• What the task requires: For the records below, tally the lines that contain "white" and give only that number.

(Collected data)
^^^^^^^^^^^^^^^^
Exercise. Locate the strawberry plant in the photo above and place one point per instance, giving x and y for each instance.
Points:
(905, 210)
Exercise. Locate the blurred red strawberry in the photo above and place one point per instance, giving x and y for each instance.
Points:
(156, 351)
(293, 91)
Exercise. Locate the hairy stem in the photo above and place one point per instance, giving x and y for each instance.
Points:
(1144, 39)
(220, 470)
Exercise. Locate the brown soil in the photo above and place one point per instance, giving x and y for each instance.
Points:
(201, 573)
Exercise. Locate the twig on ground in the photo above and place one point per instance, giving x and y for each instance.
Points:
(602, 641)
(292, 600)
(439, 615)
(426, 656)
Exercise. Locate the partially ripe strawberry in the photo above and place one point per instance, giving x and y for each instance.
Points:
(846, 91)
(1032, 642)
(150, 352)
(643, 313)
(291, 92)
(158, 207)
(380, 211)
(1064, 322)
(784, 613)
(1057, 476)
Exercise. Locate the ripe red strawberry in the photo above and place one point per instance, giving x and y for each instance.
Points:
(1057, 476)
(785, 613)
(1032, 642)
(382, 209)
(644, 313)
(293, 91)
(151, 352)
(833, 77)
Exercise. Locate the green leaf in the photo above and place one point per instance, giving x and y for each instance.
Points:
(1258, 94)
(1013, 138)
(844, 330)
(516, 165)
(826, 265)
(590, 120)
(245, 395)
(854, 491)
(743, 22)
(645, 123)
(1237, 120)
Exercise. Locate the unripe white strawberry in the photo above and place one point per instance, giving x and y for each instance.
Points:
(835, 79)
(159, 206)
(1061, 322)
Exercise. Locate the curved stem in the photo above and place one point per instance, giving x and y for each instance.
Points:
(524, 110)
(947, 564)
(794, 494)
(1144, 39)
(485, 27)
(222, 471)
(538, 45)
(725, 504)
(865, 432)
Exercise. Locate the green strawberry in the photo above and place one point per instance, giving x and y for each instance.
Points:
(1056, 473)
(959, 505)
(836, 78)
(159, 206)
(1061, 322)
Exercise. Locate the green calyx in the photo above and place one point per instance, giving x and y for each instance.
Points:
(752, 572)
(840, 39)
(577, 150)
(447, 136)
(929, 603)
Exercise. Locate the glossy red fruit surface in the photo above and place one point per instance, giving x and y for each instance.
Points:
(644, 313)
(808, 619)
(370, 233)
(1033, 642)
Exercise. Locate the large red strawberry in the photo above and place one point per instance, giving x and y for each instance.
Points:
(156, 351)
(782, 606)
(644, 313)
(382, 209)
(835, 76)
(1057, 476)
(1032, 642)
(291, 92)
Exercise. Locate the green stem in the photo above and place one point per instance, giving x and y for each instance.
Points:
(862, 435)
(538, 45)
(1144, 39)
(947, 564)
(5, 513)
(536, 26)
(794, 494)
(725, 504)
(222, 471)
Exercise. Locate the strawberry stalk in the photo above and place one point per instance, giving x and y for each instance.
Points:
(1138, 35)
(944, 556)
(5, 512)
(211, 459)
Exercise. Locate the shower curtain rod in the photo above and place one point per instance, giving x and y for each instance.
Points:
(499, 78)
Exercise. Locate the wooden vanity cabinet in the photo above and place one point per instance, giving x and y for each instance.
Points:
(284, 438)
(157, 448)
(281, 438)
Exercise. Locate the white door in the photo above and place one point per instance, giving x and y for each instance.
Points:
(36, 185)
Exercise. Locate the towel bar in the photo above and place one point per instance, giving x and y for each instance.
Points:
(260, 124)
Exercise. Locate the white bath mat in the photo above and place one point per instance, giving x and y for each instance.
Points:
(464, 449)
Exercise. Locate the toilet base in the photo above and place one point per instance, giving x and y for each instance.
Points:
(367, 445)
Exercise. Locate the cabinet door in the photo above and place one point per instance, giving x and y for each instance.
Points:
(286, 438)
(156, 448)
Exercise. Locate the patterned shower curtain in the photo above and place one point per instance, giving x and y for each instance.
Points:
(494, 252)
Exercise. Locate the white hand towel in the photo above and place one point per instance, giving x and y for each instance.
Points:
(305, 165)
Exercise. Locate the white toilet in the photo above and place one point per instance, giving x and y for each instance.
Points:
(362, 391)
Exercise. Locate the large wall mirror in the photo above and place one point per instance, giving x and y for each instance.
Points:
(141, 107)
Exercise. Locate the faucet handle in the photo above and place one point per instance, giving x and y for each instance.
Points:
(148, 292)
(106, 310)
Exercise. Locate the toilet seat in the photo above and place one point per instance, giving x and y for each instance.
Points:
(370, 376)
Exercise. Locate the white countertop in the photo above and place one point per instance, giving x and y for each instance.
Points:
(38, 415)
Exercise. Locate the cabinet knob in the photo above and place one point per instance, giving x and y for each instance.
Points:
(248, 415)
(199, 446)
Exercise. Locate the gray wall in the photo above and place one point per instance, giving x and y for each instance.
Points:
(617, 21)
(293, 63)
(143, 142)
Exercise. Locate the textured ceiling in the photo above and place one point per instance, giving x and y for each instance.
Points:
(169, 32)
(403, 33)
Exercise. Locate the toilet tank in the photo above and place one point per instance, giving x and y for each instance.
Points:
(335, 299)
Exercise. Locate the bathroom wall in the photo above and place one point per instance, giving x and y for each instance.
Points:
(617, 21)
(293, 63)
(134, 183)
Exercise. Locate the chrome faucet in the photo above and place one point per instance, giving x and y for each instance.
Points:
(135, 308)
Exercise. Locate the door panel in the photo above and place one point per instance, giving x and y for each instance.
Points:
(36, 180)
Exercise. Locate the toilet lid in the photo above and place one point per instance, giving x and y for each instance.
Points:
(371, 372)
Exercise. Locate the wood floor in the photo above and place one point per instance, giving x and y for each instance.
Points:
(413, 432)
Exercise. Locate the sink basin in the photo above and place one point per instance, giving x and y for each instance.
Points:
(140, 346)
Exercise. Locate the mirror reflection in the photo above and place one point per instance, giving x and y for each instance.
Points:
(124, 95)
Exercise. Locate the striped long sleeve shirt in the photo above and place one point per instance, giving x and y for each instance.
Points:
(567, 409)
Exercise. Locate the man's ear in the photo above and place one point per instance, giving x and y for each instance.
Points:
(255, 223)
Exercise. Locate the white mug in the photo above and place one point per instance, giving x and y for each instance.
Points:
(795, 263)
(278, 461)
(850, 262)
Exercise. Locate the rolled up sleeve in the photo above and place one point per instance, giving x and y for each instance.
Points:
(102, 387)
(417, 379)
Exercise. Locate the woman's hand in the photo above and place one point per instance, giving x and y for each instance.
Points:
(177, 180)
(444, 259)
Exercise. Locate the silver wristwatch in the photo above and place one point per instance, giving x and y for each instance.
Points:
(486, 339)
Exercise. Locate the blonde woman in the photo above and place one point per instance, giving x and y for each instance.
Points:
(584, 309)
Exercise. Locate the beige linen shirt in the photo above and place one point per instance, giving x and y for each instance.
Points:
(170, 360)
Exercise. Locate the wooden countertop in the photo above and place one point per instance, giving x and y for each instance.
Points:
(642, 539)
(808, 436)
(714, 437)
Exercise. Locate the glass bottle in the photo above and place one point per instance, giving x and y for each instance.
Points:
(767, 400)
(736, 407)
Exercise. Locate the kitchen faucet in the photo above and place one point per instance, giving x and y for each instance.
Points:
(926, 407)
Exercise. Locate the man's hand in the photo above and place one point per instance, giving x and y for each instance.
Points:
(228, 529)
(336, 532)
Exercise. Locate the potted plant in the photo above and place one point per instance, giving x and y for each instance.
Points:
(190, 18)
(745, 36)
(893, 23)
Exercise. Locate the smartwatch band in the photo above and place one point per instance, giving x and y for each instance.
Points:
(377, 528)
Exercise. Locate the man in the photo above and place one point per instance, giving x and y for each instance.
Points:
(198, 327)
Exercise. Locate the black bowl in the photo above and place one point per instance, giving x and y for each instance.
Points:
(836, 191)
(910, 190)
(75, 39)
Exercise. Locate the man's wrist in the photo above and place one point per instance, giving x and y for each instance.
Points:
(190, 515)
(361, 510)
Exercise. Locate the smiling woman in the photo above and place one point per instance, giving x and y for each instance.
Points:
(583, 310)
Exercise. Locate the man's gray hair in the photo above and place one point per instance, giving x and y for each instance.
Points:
^^^^^^^^^^^^^^^^
• Completed exercise: 7